_DATA FOR PROCESSING:_
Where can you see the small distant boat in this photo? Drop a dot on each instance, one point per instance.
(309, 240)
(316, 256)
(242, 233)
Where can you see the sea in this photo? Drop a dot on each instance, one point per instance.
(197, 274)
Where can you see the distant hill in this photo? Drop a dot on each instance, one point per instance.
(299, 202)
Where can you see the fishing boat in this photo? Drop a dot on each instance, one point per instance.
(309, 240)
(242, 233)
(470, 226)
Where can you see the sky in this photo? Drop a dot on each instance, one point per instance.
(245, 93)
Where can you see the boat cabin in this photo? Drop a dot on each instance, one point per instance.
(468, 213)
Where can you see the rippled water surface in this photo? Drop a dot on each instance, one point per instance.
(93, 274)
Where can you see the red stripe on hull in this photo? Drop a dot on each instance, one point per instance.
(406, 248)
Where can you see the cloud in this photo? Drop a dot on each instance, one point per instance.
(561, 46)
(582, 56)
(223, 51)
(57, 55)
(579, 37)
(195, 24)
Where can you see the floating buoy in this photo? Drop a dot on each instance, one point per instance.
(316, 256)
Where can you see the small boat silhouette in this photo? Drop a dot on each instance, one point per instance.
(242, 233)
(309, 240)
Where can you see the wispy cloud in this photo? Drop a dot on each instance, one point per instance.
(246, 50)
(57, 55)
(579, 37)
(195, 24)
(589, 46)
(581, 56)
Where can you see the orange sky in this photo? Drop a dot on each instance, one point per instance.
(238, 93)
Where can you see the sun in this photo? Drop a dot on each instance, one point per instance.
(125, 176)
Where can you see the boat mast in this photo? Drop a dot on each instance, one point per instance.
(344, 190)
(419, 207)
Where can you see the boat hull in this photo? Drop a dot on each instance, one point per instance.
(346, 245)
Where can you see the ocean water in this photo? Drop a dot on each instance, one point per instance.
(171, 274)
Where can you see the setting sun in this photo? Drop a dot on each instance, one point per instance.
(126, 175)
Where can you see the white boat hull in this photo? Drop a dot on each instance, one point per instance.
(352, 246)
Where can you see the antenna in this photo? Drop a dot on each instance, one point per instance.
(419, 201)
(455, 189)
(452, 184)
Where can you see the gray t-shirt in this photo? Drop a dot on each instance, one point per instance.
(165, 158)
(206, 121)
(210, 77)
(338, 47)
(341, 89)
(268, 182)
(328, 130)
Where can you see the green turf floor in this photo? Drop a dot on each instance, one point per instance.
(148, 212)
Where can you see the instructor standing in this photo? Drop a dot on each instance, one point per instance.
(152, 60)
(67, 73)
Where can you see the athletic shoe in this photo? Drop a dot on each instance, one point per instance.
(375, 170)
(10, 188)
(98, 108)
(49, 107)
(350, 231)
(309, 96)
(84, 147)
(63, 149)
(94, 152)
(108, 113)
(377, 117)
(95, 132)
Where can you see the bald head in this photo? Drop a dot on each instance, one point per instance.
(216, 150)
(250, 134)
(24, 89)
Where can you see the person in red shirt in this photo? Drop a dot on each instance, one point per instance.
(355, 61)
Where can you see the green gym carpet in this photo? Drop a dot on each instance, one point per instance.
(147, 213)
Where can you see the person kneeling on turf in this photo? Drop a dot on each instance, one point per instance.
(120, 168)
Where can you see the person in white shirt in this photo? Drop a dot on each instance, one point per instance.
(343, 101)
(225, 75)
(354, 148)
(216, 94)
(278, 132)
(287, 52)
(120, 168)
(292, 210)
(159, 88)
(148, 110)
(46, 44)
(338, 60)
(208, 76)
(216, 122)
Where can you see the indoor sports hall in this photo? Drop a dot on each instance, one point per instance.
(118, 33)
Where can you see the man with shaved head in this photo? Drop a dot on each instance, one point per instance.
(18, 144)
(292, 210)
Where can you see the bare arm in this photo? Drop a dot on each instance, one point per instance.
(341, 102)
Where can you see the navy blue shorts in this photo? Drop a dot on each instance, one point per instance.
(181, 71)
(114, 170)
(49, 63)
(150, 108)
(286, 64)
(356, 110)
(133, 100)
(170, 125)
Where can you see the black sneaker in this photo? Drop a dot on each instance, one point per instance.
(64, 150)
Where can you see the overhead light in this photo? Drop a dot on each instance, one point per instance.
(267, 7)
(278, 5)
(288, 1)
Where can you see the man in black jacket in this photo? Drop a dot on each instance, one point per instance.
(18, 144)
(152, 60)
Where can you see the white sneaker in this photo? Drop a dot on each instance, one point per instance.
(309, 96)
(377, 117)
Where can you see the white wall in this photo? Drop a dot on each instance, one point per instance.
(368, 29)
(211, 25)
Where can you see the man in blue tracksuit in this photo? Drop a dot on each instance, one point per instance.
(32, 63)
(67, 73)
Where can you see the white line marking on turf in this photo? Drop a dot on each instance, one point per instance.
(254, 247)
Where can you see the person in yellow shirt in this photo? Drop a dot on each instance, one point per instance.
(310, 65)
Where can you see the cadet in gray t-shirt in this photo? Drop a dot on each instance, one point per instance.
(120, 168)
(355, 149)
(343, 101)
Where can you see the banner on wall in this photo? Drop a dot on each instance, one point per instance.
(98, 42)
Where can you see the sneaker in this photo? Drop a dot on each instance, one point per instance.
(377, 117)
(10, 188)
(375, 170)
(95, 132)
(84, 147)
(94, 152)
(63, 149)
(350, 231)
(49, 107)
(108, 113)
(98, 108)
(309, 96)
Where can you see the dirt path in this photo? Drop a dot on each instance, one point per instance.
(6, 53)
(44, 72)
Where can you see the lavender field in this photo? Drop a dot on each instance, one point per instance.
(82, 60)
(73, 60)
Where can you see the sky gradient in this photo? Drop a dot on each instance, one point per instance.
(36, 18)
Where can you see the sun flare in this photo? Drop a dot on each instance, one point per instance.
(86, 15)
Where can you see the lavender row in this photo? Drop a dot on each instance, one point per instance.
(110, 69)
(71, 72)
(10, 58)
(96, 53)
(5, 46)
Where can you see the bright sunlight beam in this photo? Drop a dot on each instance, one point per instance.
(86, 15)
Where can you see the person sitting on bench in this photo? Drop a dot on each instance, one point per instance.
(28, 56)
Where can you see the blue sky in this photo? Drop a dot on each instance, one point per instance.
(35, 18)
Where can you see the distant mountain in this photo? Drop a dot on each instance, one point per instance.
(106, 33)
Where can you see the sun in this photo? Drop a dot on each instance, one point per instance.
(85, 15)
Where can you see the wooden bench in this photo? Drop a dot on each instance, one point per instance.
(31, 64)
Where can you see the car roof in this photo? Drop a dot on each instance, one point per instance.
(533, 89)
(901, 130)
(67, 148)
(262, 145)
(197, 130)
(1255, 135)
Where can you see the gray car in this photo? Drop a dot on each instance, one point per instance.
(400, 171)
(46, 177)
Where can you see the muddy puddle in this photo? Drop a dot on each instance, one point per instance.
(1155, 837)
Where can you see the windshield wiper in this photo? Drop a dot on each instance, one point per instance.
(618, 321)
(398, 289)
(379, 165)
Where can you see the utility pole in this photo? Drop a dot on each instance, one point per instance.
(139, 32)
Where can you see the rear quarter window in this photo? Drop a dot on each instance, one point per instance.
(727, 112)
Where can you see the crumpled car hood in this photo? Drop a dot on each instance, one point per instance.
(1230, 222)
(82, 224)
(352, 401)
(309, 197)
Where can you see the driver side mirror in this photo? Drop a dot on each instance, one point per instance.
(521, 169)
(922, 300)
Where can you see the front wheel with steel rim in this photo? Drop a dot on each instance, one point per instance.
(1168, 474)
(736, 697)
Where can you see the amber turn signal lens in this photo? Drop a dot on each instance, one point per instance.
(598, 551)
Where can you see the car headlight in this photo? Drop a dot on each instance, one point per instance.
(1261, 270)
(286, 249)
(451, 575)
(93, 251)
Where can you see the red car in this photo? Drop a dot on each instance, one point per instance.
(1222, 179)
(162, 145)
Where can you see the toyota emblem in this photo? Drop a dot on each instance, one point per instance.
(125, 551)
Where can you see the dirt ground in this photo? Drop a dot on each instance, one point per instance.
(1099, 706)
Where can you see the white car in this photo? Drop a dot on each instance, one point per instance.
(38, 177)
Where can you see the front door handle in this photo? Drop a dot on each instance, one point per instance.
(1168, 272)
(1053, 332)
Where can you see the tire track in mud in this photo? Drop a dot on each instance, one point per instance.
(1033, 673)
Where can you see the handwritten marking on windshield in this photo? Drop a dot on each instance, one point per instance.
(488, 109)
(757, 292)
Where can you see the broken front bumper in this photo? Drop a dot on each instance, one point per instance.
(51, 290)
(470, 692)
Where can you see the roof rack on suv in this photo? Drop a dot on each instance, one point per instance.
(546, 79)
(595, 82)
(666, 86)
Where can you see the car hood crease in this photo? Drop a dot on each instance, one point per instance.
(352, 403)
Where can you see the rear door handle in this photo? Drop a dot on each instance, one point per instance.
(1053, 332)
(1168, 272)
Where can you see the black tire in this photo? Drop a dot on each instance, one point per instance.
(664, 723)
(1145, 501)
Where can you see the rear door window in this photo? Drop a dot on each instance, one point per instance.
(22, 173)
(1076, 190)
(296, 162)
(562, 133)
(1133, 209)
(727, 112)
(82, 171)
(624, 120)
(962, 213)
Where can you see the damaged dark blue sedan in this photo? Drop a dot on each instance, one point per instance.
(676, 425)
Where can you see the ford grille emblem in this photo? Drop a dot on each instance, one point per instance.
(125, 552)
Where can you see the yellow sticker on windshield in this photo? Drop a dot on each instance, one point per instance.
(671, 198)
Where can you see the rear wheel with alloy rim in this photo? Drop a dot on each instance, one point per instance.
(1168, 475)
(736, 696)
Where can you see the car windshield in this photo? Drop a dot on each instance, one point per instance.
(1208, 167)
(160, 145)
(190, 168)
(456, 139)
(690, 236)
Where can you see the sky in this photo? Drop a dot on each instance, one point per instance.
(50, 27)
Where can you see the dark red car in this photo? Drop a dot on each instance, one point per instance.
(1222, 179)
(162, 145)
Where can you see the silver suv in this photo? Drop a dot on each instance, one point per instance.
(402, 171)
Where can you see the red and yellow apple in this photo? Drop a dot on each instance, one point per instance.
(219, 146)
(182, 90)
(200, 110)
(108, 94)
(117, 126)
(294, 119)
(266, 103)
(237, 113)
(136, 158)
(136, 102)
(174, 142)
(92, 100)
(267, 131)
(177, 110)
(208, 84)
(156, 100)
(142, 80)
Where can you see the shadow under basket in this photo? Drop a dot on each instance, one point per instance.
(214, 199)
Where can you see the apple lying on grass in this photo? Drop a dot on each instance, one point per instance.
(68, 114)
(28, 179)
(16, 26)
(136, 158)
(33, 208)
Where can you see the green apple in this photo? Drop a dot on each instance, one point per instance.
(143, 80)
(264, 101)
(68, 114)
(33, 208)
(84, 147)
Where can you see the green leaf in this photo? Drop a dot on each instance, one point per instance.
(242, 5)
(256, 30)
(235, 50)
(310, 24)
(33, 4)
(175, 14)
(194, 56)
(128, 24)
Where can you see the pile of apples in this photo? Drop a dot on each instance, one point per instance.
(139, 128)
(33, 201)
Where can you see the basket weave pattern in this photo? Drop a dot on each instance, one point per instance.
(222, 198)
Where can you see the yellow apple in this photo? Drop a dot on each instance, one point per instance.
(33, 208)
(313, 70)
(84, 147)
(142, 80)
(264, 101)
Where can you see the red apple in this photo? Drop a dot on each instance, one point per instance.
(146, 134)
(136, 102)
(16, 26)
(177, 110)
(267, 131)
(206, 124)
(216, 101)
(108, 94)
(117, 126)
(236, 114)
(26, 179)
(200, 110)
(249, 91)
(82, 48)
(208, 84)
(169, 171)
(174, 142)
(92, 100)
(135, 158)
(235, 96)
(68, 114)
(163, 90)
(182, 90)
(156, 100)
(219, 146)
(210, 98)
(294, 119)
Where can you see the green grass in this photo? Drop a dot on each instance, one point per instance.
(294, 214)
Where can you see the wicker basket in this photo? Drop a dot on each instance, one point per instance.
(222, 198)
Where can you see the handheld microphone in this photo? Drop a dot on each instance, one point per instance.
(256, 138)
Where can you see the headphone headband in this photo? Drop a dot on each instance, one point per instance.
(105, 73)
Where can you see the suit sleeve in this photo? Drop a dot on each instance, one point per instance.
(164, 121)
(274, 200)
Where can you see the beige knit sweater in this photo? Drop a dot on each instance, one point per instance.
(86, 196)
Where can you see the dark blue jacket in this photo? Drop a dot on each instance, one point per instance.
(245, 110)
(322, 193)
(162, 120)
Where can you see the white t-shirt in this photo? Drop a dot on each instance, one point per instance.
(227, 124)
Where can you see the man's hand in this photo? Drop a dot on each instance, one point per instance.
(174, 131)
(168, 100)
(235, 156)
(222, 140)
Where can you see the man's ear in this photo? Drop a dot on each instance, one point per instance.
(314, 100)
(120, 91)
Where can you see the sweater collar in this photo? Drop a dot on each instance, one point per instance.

_EXERCISE INSTRUCTIONS:_ Only those lines running from the one containing "Where can you see the man's hand" through the last line of the data above are to be copied, exactly, with both ends included.

_EXERCISE SOLUTION:_
Where can you see the man's hand in this photo? Drop a dot on each instance, one point per instance.
(174, 131)
(168, 100)
(235, 156)
(222, 140)
Where can you see the man's ear in this photo? Drop a dot on each instance, one point per instance.
(314, 100)
(120, 91)
Where can you see the sweater collar in this photo? Drop a dot on each instance, one point per instance.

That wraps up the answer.